ИнтервьюОбщество

«Кремль ведет за меня крупный торг с Елисейским дворцом»

Интервью приговоренного за «педофилию» и сбежавшего из России француза Йоанна Барберо — невероятный сюжет для шпионского боевика

«Кремль ведет за меня крупный торг с Елисейским дворцом»
Йоанн Барберо
Француз Йоанн Барберо, бывший директор Alliance française в Иркутске, в любом случае будет приговорен к тому, чтобы стать героем киносценария. Такие истории на дороге не валяются: человеку дают 15 лет «за педофилию», он совершает побег из-под ареста в Иркутске, добирается до французского посольства в Москве, где отсиживается больше года, а в начале ноября бежит из центра российской столицы во Францию. От имени «Новой газеты» я встретился с Барберо в центре Парижа и узнал от него подробности, связанные с его делом, с его побегом, и с переговорами, которые ведутся вокруг его фигуры на высшем франко-российском уровне.

— Йоанн, расскажите, как для вас начались неприятности.

— 11 февраля 2015 года в 9 часов утра в мою квартиру в Иркутске врываются примерно десять человек. Меня куда-то увозят, я не знаю куда, и потом в течение нескольких часов бьют и допрашивают. И требуют сказать, чтоя сотворил, «признаться в преступлениях». Я не понимаю, кто они, чего они хотят и о каком преступлении они говорят. Наконец, через несколько часов меня переправляют в отделение полиции — и там я узнаю, что меня обвиняют в распространении педопорнографических изображений. И среди этих изображений есть фото моей дочери. А затем, через несколько дней меня обвиняют еще и в «педофильских актах» с дочерью.

Я проведу 71 день в центральном СИЗО Иркутска, после этого еще 20 дней — в психиатрической больнице, на экспертизе. И уже потом меня отправят под домашний арест с электронным браслетом.

— Что с вами делали в психиатрической больнице?

— Я проходил тесты, ко мне приходил психолог. Меня осматривали голым, чтобы понять, на что я похож… Изучали мои половые органы. И это очень странно. А все остальное время я проводил вместе с психически больными людьми. Я был в палате с шизофреником, например. Но я не могу сказать, что со мной там плохо обходились. Просто это была форма психологического давления.

— Вы не подверглись «плохому обращению» из-за того, что дали взятку?

— Вероятно. Я думаю, что это меня защищало. Меня попросили заплатить серьезную сумму — чуть больше миллиона рублей…

— Сколько именно?

— Миллион двести тысяч — что-то в этом роде.

— А если бы вы не дали взятку, то…?

— Мне пообещали, что экспертиза будет использована против меня в суде. И сказали, что моя безопасность не будет гарантирована. И что я могу подольше задержаться в психбольнице. Вуаля.

Исходные данные:
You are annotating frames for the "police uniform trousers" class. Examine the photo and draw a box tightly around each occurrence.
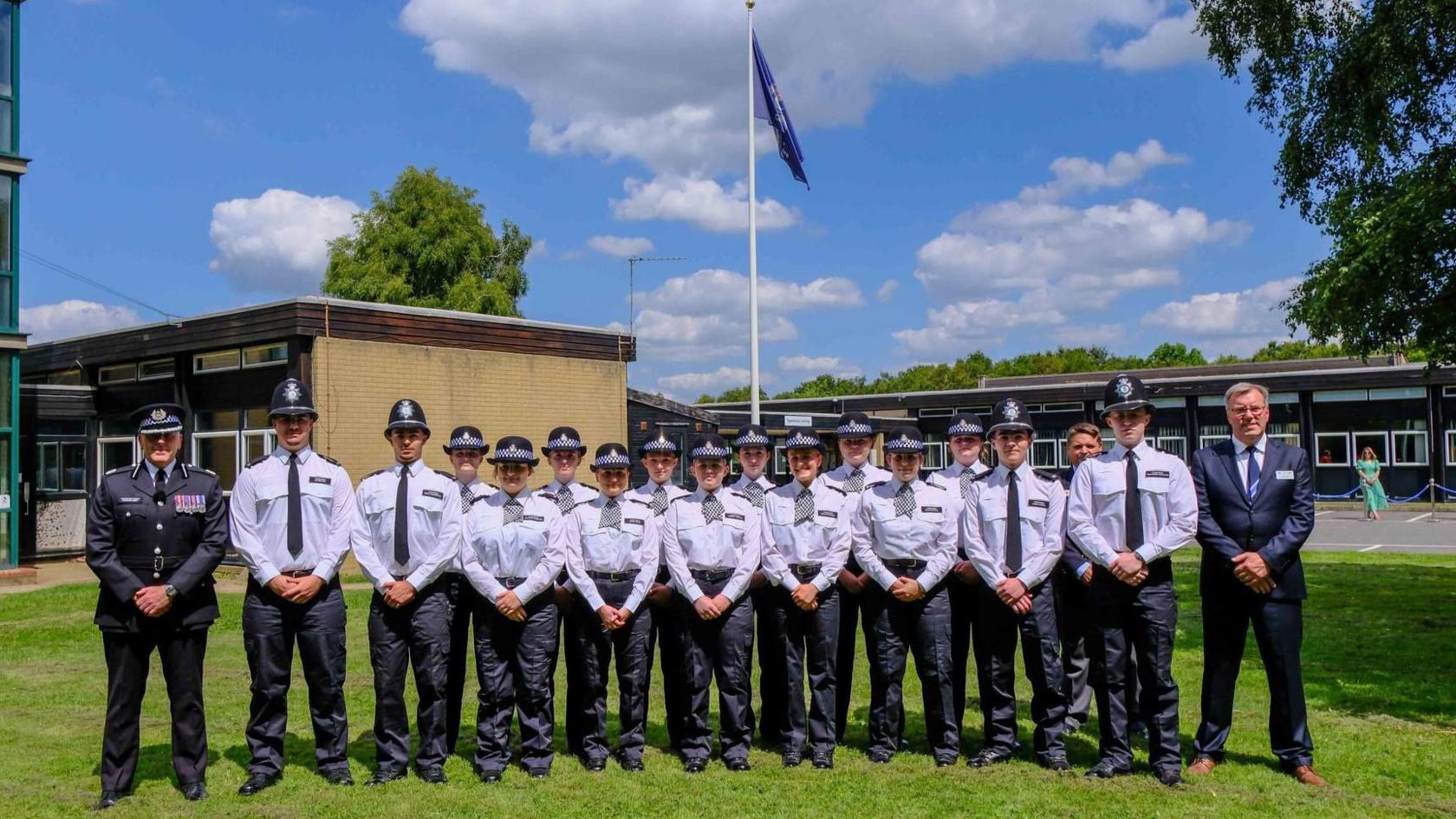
[1193,588,1315,771]
[976,583,1067,759]
[475,577,561,771]
[842,561,961,757]
[675,569,753,761]
[101,615,207,791]
[758,567,843,753]
[368,582,450,772]
[244,577,349,777]
[1051,565,1143,730]
[567,571,653,759]
[1090,558,1182,771]
[439,571,494,753]
[647,565,698,753]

Что сделать:
1. Сколько дней Йоанн Барберо провел в центральном СИЗО Иркутска, судя по интервью?
2. Продолжите интервью с Йоанном Барберо после его последней реплики.

Ожидаемые ответы:
1. 71 день.

2.
— Что делали с вашей женой и дочерью сразу же после вашего задержания?

— Моей жене пригрозили, что если она не будет сотрудничать с полицией и если она не подпишет все нужные бумаги, то у нее заберут дочь, отправят в детдом, а потом и саму ее посадят в тюрьму.

Жена отказалась говорить, что я педофил, потому что это уже что-то запредельное, но ее все-таки заставили подписать бумаги, в которых говорится, что я опасен и представляю угрозу для нее и дочери. Это позволило оставить меня в тюрьме.

И затем допрашивали мою дочь. Ей задавали по кругу одни и те же вопросы. Например: целовал ли папа твои половые органы? Она отвечала: нет… нет… нет… Но ей задавали подобные вопросы снова и снова — до тех пор, пока она не ответит: да. Ей также сказали: «Ты хочешь помочь папе? Если ты хочешь помочь папе, нужно, чтобы ты правильно ответила».

А это пятилетний ребенок… И, в конце концов, она понимает, что нужно отвечать «да».

— Вам показывали эти фото и это видео, в распространении которых вас обвиняли? Что там было?

— Видео мне показали через несколько месяцев после задержания. Это были действительно чудовищные вещи. Дети — некоторые из них совсем маленькие — может быть, им 1 год или 2 года — были изнасилованы.

Когда подобное видео попадает в руки полицейских во Франции, первая вещь, которую делает полиция, — проводит исследование. Потому что самое важное — это дети, запечатленные на этих видео. Так что нужно первым делом установить, кто эти дети, и защитить их. Но иркутская полиция никогда этим не интересовалась. Все, что их интересовало: это взять видео, сказать, что это я его разместил, а значит, я виновен.

(По версии иркутского следствия, Барберо, директор отделения престижной организацииAlliance française, работающей при МИДе Франции,разместил детскую порнографию на форумедля молодых иркутских родителей. Затем некая женщина, иркутский стоматолог, была «шокирована изображениями» и написала заявление… в ФСБ. — Прим. ред.).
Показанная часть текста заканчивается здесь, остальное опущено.